* Start *
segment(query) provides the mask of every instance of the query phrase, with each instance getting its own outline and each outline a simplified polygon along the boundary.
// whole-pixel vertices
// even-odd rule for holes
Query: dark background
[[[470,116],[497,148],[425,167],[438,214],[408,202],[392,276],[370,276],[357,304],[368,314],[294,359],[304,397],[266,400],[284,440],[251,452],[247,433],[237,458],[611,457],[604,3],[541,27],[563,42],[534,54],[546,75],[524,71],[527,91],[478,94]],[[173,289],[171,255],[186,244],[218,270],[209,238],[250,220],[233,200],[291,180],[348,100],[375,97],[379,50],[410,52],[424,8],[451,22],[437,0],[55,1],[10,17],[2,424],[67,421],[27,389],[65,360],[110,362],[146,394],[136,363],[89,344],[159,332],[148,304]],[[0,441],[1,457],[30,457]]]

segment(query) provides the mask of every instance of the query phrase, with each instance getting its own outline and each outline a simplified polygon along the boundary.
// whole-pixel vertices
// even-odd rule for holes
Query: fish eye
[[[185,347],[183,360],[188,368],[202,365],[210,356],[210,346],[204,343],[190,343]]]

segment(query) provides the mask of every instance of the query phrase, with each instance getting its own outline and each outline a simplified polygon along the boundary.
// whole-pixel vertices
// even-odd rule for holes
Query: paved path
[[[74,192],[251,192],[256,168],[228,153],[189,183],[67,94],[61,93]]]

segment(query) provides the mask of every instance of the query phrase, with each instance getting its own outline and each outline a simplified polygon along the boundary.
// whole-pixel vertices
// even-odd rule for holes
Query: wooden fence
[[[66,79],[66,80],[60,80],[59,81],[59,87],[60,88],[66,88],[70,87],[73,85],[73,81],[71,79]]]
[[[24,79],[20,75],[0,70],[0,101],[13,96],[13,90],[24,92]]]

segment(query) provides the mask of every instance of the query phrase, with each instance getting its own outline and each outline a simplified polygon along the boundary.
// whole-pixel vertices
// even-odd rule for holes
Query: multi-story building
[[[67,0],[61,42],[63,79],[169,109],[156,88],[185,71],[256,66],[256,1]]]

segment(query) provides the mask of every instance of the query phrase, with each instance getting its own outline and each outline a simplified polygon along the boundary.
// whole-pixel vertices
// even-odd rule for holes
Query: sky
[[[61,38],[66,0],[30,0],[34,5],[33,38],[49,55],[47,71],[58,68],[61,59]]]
* End *
### TASK INSTRUCTIONS
Reproduce the records word for word from their first line through the line containing "Query: dark background", including that line, and stop there.

### ANSWER FOR THE TASK
segment(query) provides the mask of every instance of the query phrase, with each instance getting its own outline and each outline a simplified polygon along the boundary.
// whole-pixel vertices
// even-odd rule for holes
Query: dark background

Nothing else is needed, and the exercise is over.